Reproduce literalmente el fragmento del texto sobre Bradbury que va desde "La idea del" hasta "de la poesía?", este último incluido.

Texto dado =>
▽
Al pensar en Bradbury, se me viene a la mente una emoción
compleja, que quizás pueda llamarse nostalgia. Nostalgia, en griego, no es
simplemente el dolor por algo que se pierde: nostos es “regreso”. Ray Bradbury,
un autodidacto originario de Illinois, de infancia nómade y envuelto en el
mercado de literatura de masas desde el corazón de la industria de subgéneros
en California, no deja, desde su primer éxito propiamente literario (Crónicas
marcianas, de 1950, que recopilaba cuentos ya aparecidos en revistas
periódicas), de presentar un carácter de esa distancia a recorrer de regreso
que, más que geográfica o cronológica, es casi metafísica. Metafísica, como
califica Borges el horror que sospecha, cuando se refiere en el prólogo a la
primera edición en castellano del libro antedicho, a "La tercera
expedición", en que en Marte se encuentra precisamente ese mundo
pueblerino en que uno puede adivinar al mismo Bradbury describiendo todo un
modo de vida dejado atrás.
¿Un modo de vida, así no más, objetivamente? ¿No es acaso la
visión de la infancia, ese mundo en que no existen las sombras de la vida
contemporánea, ese mundo absolutamente sin ambigüedad? Pienso en el perfecto
contrario de ese cuento, en "La mezcladora de concreto" (incluido en
El hombre ilustrado, de 1951), en que la voz de Casandra de uno de los
expedicionarios marcianos en la invasión a la Tierra logra saber desde mucho
antes la espantosa trampa que les espera a través de la lectura de esa
subliteratura terrestre infantil y sin ambigüedades que era la clásica sci-fi
de la mitad del siglo XX –y al fin y al cabo, sus temores se cumplen al encarar
a la sonriente y festiva modernidad mercantil, que es capaz de matar con la
inocencia cruel del niño corrompido.
La idea del regreso a un pasado irrecuperable es insistente
en Bradbury, recreando incluso más de una vez el tópico del viaje en el tiempo
–pero los procedimientos de un escritor de la altura de Bradbury son más
sutiles. La vuelta a la edad en que todo se presenta desde el asombro, en que
el horizonte de lo posible es infinito… ¿no nos da esto la noción de la poesía?
△
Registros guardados
▽
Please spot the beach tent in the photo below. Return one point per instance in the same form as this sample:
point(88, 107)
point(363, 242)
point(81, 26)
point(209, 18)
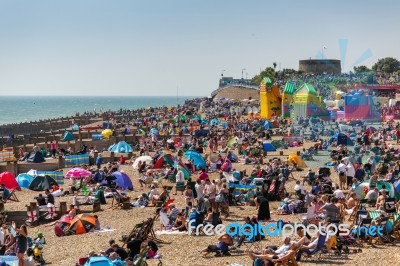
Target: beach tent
point(362, 189)
point(294, 157)
point(61, 224)
point(164, 158)
point(8, 180)
point(42, 182)
point(68, 136)
point(278, 144)
point(107, 133)
point(98, 261)
point(341, 139)
point(82, 223)
point(268, 147)
point(185, 170)
point(142, 159)
point(197, 159)
point(120, 147)
point(35, 157)
point(24, 180)
point(75, 127)
point(123, 180)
△
Respuesta completa =>
La idea del regreso a un pasado irrecuperable es insistente
en Bradbury, recreando incluso más de una vez el tópico del viaje en el tiempo
–pero los procedimientos de un escritor de la altura de Bradbury son más
sutiles. La vuelta a la edad en que todo se presenta desde el asombro, en que
el horizonte de lo posible es infinito… ¿no nos da esto la noción de la poesía?